EXERCISE GOAL – Reproduce nothing but the lines from the one containing "</instance>" to the end of the records below, each exactly as written.

MATERIAL PROVIDED –

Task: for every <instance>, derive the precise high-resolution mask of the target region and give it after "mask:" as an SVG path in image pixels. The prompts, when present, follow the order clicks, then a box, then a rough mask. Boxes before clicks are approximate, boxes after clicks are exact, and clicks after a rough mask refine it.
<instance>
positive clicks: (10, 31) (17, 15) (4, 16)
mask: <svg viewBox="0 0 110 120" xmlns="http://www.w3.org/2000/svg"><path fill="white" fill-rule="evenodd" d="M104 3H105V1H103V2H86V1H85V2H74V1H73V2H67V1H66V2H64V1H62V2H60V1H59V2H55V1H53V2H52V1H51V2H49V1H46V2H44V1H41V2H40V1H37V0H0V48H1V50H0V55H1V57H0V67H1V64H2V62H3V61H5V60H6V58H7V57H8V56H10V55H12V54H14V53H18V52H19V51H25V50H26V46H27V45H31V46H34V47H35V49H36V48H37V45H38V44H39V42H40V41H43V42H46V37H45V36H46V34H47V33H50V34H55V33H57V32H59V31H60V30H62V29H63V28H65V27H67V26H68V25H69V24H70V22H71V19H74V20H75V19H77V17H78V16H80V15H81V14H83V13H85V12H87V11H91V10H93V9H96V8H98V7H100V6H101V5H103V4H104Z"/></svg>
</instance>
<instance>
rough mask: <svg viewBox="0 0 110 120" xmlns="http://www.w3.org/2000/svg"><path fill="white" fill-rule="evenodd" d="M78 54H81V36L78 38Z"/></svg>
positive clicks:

ANSWER SPACE –
</instance>
<instance>
rough mask: <svg viewBox="0 0 110 120" xmlns="http://www.w3.org/2000/svg"><path fill="white" fill-rule="evenodd" d="M78 54H81V36L78 38Z"/></svg>
positive clicks:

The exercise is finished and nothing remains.